##### Study material

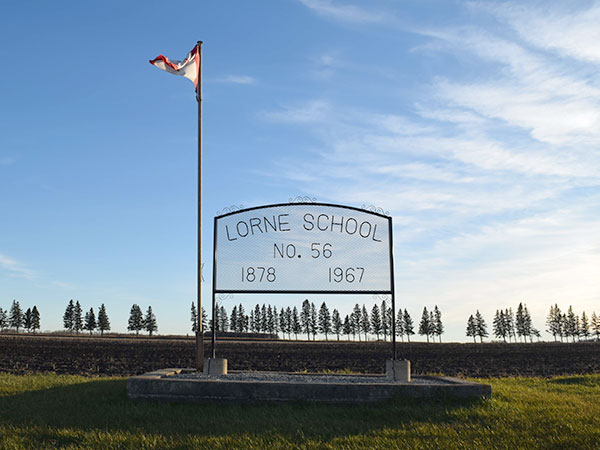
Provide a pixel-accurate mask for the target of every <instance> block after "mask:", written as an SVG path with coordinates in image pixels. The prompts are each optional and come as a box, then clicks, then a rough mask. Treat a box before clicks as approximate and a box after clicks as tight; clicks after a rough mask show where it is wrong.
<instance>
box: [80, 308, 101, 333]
mask: <svg viewBox="0 0 600 450" xmlns="http://www.w3.org/2000/svg"><path fill="white" fill-rule="evenodd" d="M97 326H98V325H97V323H96V315H95V314H94V308H90V310H89V311H88V312H86V313H85V320H84V324H83V329H84V330H85V331H89V332H90V334H92V332H93V331H94V330H95V329H96V327H97Z"/></svg>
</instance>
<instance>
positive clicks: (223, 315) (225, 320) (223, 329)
mask: <svg viewBox="0 0 600 450" xmlns="http://www.w3.org/2000/svg"><path fill="white" fill-rule="evenodd" d="M219 329H220V330H221V331H223V332H225V333H226V332H227V331H229V317H227V310H226V309H225V307H224V306H221V307H219Z"/></svg>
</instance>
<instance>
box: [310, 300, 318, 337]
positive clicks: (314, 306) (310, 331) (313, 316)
mask: <svg viewBox="0 0 600 450" xmlns="http://www.w3.org/2000/svg"><path fill="white" fill-rule="evenodd" d="M318 327H319V325H318V321H317V307H316V306H315V304H314V303H311V304H310V332H311V333H312V335H313V341H314V340H316V339H317V328H318Z"/></svg>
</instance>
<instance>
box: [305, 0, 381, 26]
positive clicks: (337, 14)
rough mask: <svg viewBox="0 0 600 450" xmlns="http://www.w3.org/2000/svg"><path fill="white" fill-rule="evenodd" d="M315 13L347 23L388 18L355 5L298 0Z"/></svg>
mask: <svg viewBox="0 0 600 450" xmlns="http://www.w3.org/2000/svg"><path fill="white" fill-rule="evenodd" d="M299 1H300V3H302V4H303V5H304V6H306V7H307V8H309V9H311V10H313V11H314V12H316V13H317V14H319V15H321V16H324V17H328V18H330V19H334V20H338V21H340V22H348V23H381V22H385V21H387V20H388V18H389V17H386V15H385V14H382V13H376V12H371V11H367V10H365V9H363V8H360V7H358V6H355V5H347V4H341V3H337V2H333V1H331V0H299Z"/></svg>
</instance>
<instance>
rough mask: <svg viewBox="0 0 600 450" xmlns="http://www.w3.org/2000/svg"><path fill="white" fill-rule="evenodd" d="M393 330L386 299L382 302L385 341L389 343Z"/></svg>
mask: <svg viewBox="0 0 600 450" xmlns="http://www.w3.org/2000/svg"><path fill="white" fill-rule="evenodd" d="M391 330H392V322H391V321H390V314H389V309H388V307H387V303H386V302H385V299H384V300H382V301H381V334H383V340H384V341H387V337H388V335H389V334H390V333H391Z"/></svg>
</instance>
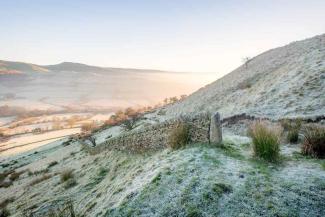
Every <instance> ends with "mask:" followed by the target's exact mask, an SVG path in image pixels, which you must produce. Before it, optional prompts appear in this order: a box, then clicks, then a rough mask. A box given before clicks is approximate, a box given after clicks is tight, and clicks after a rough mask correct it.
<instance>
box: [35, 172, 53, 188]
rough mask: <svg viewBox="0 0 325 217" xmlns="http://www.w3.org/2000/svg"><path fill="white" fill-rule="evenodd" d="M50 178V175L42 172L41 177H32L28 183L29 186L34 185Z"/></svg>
mask: <svg viewBox="0 0 325 217" xmlns="http://www.w3.org/2000/svg"><path fill="white" fill-rule="evenodd" d="M50 178H52V175H48V174H44V175H43V176H42V177H40V178H36V179H34V180H33V181H32V182H31V183H29V186H34V185H36V184H38V183H41V182H43V181H45V180H48V179H50Z"/></svg>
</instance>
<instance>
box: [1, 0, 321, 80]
mask: <svg viewBox="0 0 325 217" xmlns="http://www.w3.org/2000/svg"><path fill="white" fill-rule="evenodd" d="M0 6H1V7H0V8H1V13H0V26H1V27H2V31H3V32H2V34H1V36H0V59H1V60H9V61H22V62H29V63H34V64H39V65H51V64H58V63H60V62H65V61H67V62H79V63H84V64H89V65H96V66H104V67H123V68H145V69H159V70H170V71H183V72H212V73H215V75H216V77H221V76H223V75H225V74H226V73H229V72H230V71H231V70H233V69H235V68H237V67H238V66H239V65H241V64H242V63H241V59H242V58H243V57H245V56H249V57H253V56H256V55H258V54H260V53H261V52H264V51H267V50H269V49H272V48H275V47H278V46H283V45H286V44H288V43H290V42H292V41H296V40H302V39H305V38H308V37H312V36H315V35H319V34H323V33H325V22H324V20H325V13H324V11H325V1H321V0H310V1H303V0H295V1H294V0H287V1H282V0H275V1H265V0H261V1H253V0H249V1H239V0H229V1H220V0H215V1H210V0H204V1H195V0H189V1H185V0H183V1H182V0H180V1H163V0H158V1H149V0H147V1H146V0H139V1H100V0H95V1H75V0H72V1H63V0H57V1H40V0H35V1H27V0H13V1H5V2H1V4H0Z"/></svg>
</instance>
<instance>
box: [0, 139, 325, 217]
mask: <svg viewBox="0 0 325 217" xmlns="http://www.w3.org/2000/svg"><path fill="white" fill-rule="evenodd" d="M248 141H249V139H248V138H246V137H240V136H231V135H228V136H226V142H225V146H224V147H222V148H217V147H213V146H209V145H207V144H192V145H188V146H187V147H185V148H183V149H180V150H176V151H172V150H168V149H167V150H162V151H159V152H155V153H147V154H142V155H140V154H132V155H130V154H127V153H123V152H117V151H105V152H102V153H101V154H98V155H93V156H91V155H88V154H87V153H85V152H84V151H82V150H80V149H79V145H78V144H76V143H75V144H71V145H69V146H64V147H63V146H61V145H59V146H57V148H54V150H55V151H53V150H52V151H51V152H48V151H43V152H42V151H40V152H39V153H37V154H36V156H39V157H38V159H39V160H37V161H34V162H33V163H31V164H28V165H27V166H24V167H22V168H20V169H19V170H23V169H26V168H33V170H34V171H33V172H34V173H35V171H41V170H42V169H44V168H47V167H48V170H47V171H43V172H41V173H38V175H30V176H27V174H26V175H21V177H20V178H19V179H18V181H15V182H14V186H12V187H9V188H6V189H4V188H1V192H2V194H1V195H2V196H1V200H4V199H5V197H7V198H10V197H11V196H15V195H21V196H19V197H14V200H13V202H11V203H10V204H9V205H8V206H7V208H8V209H9V210H10V211H11V213H13V214H14V216H18V215H19V214H20V213H21V212H27V211H29V212H34V213H36V214H37V215H41V216H42V215H44V213H45V212H48V210H49V209H53V208H54V209H57V207H58V206H63V205H64V204H65V203H66V201H72V203H73V205H74V209H75V211H76V212H77V213H78V214H84V215H85V216H216V215H217V216H323V215H324V214H325V209H324V206H323V201H324V199H325V197H324V195H325V182H324V180H325V170H324V160H315V159H309V158H305V157H302V155H300V154H299V151H300V148H299V145H282V146H281V159H282V160H281V161H280V162H279V163H277V164H273V163H267V162H264V161H261V160H257V159H255V158H254V157H253V156H252V152H251V148H250V145H249V143H247V142H248ZM63 150H64V154H63V152H62V151H63ZM55 155H59V156H60V158H59V159H58V158H55V159H57V162H58V163H57V164H54V166H50V167H49V165H52V164H53V163H52V164H51V161H52V160H51V159H53V158H54V157H55ZM23 160H25V161H26V159H25V158H21V159H16V166H19V165H18V164H19V163H23V162H22V161H23ZM17 162H18V163H17ZM25 164H26V162H25ZM67 169H72V171H73V174H74V176H73V179H74V180H75V182H76V183H75V184H73V185H71V186H70V184H69V182H62V181H60V176H61V175H60V174H62V171H66V170H67ZM35 174H36V173H35ZM42 174H48V175H50V176H51V177H50V178H49V179H46V180H42V181H40V183H38V184H35V185H31V184H30V183H32V182H33V180H34V181H35V179H37V178H38V177H42ZM67 183H68V184H67ZM12 189H15V191H12ZM24 210H25V211H24ZM26 210H27V211H26ZM42 213H43V214H42Z"/></svg>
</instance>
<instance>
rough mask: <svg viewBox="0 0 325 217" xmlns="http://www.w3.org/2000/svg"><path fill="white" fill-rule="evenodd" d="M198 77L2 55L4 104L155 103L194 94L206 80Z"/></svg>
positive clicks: (90, 103) (82, 108) (2, 85)
mask: <svg viewBox="0 0 325 217" xmlns="http://www.w3.org/2000/svg"><path fill="white" fill-rule="evenodd" d="M176 75H177V76H176ZM196 76H198V77H199V75H196ZM176 77H177V78H176ZM193 80H196V79H192V80H190V79H189V78H188V74H187V73H176V72H168V71H159V70H150V69H130V68H108V67H107V68H105V67H98V66H89V65H86V64H81V63H72V62H63V63H60V64H57V65H47V66H41V65H36V64H30V63H22V62H10V61H3V60H2V61H0V99H6V100H0V106H2V105H11V106H18V107H23V108H28V109H55V110H57V109H66V108H73V109H81V110H88V109H111V108H117V107H128V106H133V107H137V106H144V105H153V104H156V103H158V102H159V101H162V100H163V99H164V98H165V97H172V96H180V95H182V94H189V93H191V92H193V91H195V90H197V89H198V88H199V87H200V86H202V85H203V84H204V83H200V82H196V83H193ZM7 96H14V97H11V98H10V99H9V98H8V97H7Z"/></svg>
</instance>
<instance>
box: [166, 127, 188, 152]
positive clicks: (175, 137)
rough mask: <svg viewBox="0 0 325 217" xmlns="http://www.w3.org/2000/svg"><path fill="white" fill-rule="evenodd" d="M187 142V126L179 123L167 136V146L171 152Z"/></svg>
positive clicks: (177, 148) (181, 146) (180, 146)
mask: <svg viewBox="0 0 325 217" xmlns="http://www.w3.org/2000/svg"><path fill="white" fill-rule="evenodd" d="M188 141H189V125H187V124H183V123H179V124H177V126H176V127H175V128H174V129H173V131H172V132H171V133H170V134H169V136H168V145H169V147H170V148H172V149H173V150H176V149H179V148H181V147H183V146H185V145H186V144H187V143H188Z"/></svg>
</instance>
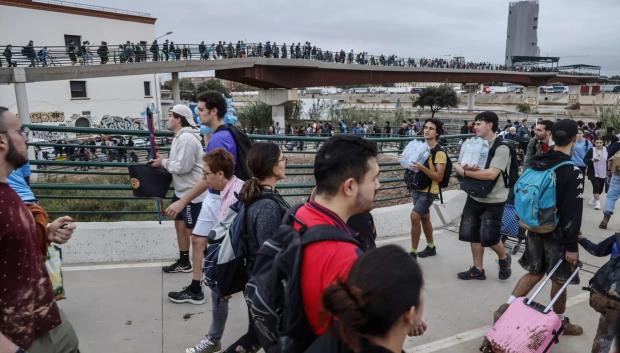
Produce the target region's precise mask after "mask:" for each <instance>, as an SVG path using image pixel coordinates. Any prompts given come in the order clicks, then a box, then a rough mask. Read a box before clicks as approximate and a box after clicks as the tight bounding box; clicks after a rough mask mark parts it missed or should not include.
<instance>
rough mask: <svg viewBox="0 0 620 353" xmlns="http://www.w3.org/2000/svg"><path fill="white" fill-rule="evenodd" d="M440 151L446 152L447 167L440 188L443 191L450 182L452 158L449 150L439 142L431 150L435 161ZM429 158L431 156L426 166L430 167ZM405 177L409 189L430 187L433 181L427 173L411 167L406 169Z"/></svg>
mask: <svg viewBox="0 0 620 353" xmlns="http://www.w3.org/2000/svg"><path fill="white" fill-rule="evenodd" d="M439 151H442V152H443V153H445V154H446V169H445V170H444V173H443V178H442V179H441V181H440V182H439V189H440V191H441V188H445V187H447V186H448V184H450V177H451V176H452V160H451V159H450V156H448V152H446V150H444V149H443V147H441V145H439V144H437V145H436V146H435V147H434V148H433V149H432V150H431V157H432V159H433V163H434V162H435V155H436V154H437V152H439ZM429 160H430V158H429V159H427V160H426V162H424V166H426V167H427V168H428V167H429V164H428V163H429ZM404 179H405V184H407V188H409V191H413V190H424V189H427V188H430V186H431V182H432V181H431V179H430V178H429V177H428V176H427V175H426V174H424V173H416V172H414V171H412V170H411V169H409V168H407V169H406V170H405V176H404ZM429 191H430V190H429Z"/></svg>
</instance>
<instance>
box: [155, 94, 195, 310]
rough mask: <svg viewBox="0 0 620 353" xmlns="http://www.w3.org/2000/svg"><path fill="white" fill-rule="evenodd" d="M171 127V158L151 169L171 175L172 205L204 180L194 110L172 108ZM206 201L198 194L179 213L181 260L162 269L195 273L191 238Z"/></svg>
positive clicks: (168, 121) (182, 105)
mask: <svg viewBox="0 0 620 353" xmlns="http://www.w3.org/2000/svg"><path fill="white" fill-rule="evenodd" d="M168 128H169V129H170V130H172V131H174V135H175V136H174V139H173V140H172V146H171V147H170V153H169V156H168V158H161V157H160V158H157V159H153V160H151V161H150V165H151V166H152V167H163V168H164V169H166V170H167V171H168V172H170V173H171V174H172V183H173V186H174V196H173V197H172V203H173V204H174V203H175V201H178V200H179V199H181V198H182V197H183V196H184V195H185V194H186V193H188V192H189V191H190V190H191V189H192V188H193V187H194V185H196V184H197V183H198V182H199V181H200V180H201V179H202V174H203V171H202V164H201V155H202V144H201V142H200V137H199V136H198V131H197V129H196V122H195V121H194V117H193V114H192V111H191V109H189V107H188V106H186V105H184V104H177V105H175V106H174V107H172V109H171V110H170V112H169V113H168ZM204 199H205V195H203V194H200V195H196V196H194V197H192V199H191V200H190V202H188V203H187V204H186V205H184V206H183V209H182V210H179V212H177V213H176V218H175V223H174V225H175V230H176V234H177V243H178V246H179V258H178V259H177V260H176V261H175V262H174V263H173V264H171V265H169V266H164V267H163V268H162V270H163V271H164V272H166V273H175V272H192V263H191V262H190V259H189V248H190V239H191V234H192V230H193V229H194V226H195V225H196V222H197V219H198V214H199V213H200V210H201V207H202V201H203V200H204ZM181 211H183V212H181ZM194 252H196V251H194ZM194 266H196V263H194ZM198 267H199V268H198V272H200V269H201V267H202V265H201V264H198ZM199 288H200V287H199ZM194 301H195V302H204V296H203V297H202V298H201V299H200V298H195V299H194Z"/></svg>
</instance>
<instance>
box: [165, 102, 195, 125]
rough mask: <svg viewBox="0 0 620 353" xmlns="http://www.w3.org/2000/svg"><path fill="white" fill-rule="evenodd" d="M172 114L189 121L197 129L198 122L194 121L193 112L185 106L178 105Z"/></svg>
mask: <svg viewBox="0 0 620 353" xmlns="http://www.w3.org/2000/svg"><path fill="white" fill-rule="evenodd" d="M170 111H171V112H173V113H175V114H178V115H180V116H182V117H184V118H185V120H187V122H188V123H189V124H190V125H191V126H192V127H196V121H194V115H193V114H192V110H191V109H189V107H188V106H186V105H185V104H177V105H175V106H174V107H172V109H170Z"/></svg>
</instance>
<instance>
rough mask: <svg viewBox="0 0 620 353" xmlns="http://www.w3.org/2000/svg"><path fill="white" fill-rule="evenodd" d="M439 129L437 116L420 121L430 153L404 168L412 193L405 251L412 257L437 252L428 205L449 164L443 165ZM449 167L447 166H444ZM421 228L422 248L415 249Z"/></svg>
mask: <svg viewBox="0 0 620 353" xmlns="http://www.w3.org/2000/svg"><path fill="white" fill-rule="evenodd" d="M442 130H443V124H442V123H441V121H440V120H439V119H435V118H429V119H426V121H425V122H424V130H423V131H424V141H425V142H426V144H427V145H428V147H429V149H430V151H431V154H430V156H429V157H428V160H427V161H426V162H425V163H424V164H420V163H415V164H414V165H412V166H411V168H412V169H414V170H416V171H414V172H410V171H406V173H408V174H409V175H411V174H413V175H414V177H413V178H411V179H410V180H411V181H412V183H410V184H408V187H409V190H410V192H411V196H412V197H413V204H414V208H413V210H412V211H411V251H410V252H409V254H410V255H411V256H413V257H427V256H435V255H437V249H436V248H435V243H434V242H433V224H432V223H431V215H430V212H429V209H430V207H431V205H432V204H433V202H434V201H435V200H436V199H437V198H438V194H439V193H440V192H441V189H440V187H441V186H440V185H439V184H440V183H442V181H443V180H444V179H445V176H446V173H447V174H448V178H447V179H448V181H449V179H450V173H451V172H452V170H451V163H450V168H447V163H448V159H449V157H448V154H447V153H446V151H445V150H444V149H443V148H442V147H441V145H439V142H438V140H439V136H441V131H442ZM448 169H450V170H448ZM422 229H423V230H424V236H425V237H426V248H425V249H424V250H422V251H420V252H419V253H418V252H417V248H418V244H419V243H420V234H421V233H422Z"/></svg>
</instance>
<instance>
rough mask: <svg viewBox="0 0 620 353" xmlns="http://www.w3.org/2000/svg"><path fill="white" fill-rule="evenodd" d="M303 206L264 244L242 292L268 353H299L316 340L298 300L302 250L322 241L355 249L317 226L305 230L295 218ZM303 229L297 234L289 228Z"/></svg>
mask: <svg viewBox="0 0 620 353" xmlns="http://www.w3.org/2000/svg"><path fill="white" fill-rule="evenodd" d="M301 206H302V205H298V206H295V207H293V209H291V210H289V211H287V213H286V214H285V215H284V217H283V219H282V223H281V225H280V227H279V228H278V230H277V231H276V232H275V234H274V236H273V237H272V238H271V239H269V240H267V241H266V242H264V243H263V245H262V246H261V247H260V249H259V251H258V254H257V256H256V262H255V264H254V269H253V270H252V274H251V276H250V279H249V280H248V283H247V285H246V287H245V293H244V296H245V300H246V302H247V304H248V308H249V312H250V316H251V317H252V322H253V323H254V326H255V328H256V336H257V338H258V341H259V343H260V345H261V346H262V347H263V348H265V350H267V349H268V348H269V347H273V346H274V345H277V346H278V348H279V350H278V351H280V352H287V353H289V352H290V353H297V352H299V353H301V352H304V351H305V350H306V348H307V347H308V346H310V344H312V342H313V341H314V340H315V338H316V335H315V334H314V331H313V330H312V328H311V327H310V324H309V322H308V318H307V317H306V314H305V312H304V305H303V299H302V296H301V264H302V258H303V248H304V246H306V245H308V244H312V243H315V242H318V241H324V240H336V241H341V242H348V243H353V244H355V245H357V246H359V243H358V242H357V241H356V240H355V239H354V238H352V237H351V236H350V235H348V234H345V233H344V232H343V231H342V230H340V229H338V228H336V227H333V226H329V225H317V226H313V227H310V228H308V227H306V226H305V225H304V224H303V223H302V222H301V221H300V220H299V219H297V218H296V217H295V213H296V212H297V210H298V209H299V207H301ZM294 222H296V223H299V224H301V229H300V230H299V232H298V231H296V230H295V229H294V228H293V223H294Z"/></svg>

##########

Which of the lines above include the word "pixels"? List those lines.

**Result below:**
Provide a pixel-accurate mask for the target of every <instance> block after "mask:", written as an SVG path with coordinates in image pixels. The prompts are each optional and come as a box, then clicks, then a rough mask. Treat a box before clicks as approximate and a box after clicks as tight; clicks after a rough mask show where it is wrong.
Every <instance> ends with "mask:" followed by the target's exact mask, an SVG path in image pixels, which you must produce. Before it, optional prompts appear in this order: a box, then clicks, then a rough mask. A box given before clicks is approximate, a box given after clicks is tight, and clicks after a rough mask correct it.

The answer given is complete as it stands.